* **WHAT YOU ARE ASKED TO DO**:
Can you render the data below as a numbered list, leaving out blank lines, starting at the line that has "Target: electric wire" and running through the final line of the data, both ends included?

——

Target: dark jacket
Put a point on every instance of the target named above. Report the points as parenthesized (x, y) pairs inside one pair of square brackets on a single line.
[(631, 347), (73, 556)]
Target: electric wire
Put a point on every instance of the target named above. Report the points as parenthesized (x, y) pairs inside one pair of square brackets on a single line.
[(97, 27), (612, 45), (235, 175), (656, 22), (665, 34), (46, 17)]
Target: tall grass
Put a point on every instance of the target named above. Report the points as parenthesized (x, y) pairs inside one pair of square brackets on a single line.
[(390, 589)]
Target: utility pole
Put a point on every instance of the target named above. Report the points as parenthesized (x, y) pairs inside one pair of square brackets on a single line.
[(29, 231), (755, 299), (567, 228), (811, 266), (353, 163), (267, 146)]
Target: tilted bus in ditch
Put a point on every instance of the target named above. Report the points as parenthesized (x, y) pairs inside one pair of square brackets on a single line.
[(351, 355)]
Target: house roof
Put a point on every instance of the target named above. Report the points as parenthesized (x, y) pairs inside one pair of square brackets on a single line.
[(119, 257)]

——

* **WRITTEN RESPONSE**:
1. Target: electric wire
2. Put a point on every instance of the target named above. Report the points as parenthesized (x, y) pairs inside one pair of square brackets on a single line.
3. [(97, 27), (612, 45), (235, 175), (656, 22), (665, 34), (46, 17)]
4. Target: tall grass
5. Put a point on every instance of the target named above. Report the points as parenthesized (x, y) pairs inside one pair of square brackets on a single line.
6. [(390, 589)]
7. Target: utility pole
8. Put a point on every instance of the target named above. Report the points as parenthesized (x, y) pairs inside one pair of square brackets on a single line.
9. [(29, 231), (755, 299), (567, 228), (811, 266), (353, 163), (267, 146)]
10. Target: tilted bus in ditch
11. Put a point on every instance of the target named above. Report the points as parenthesized (x, y) pairs inside one pair of square brackets on a single line.
12. [(351, 355)]
13. Target: house roof
14. Put a point on every instance of the target named above. Report the points as parenthesized (x, y) pairs inside one pair of square brackets on a single line.
15. [(119, 257)]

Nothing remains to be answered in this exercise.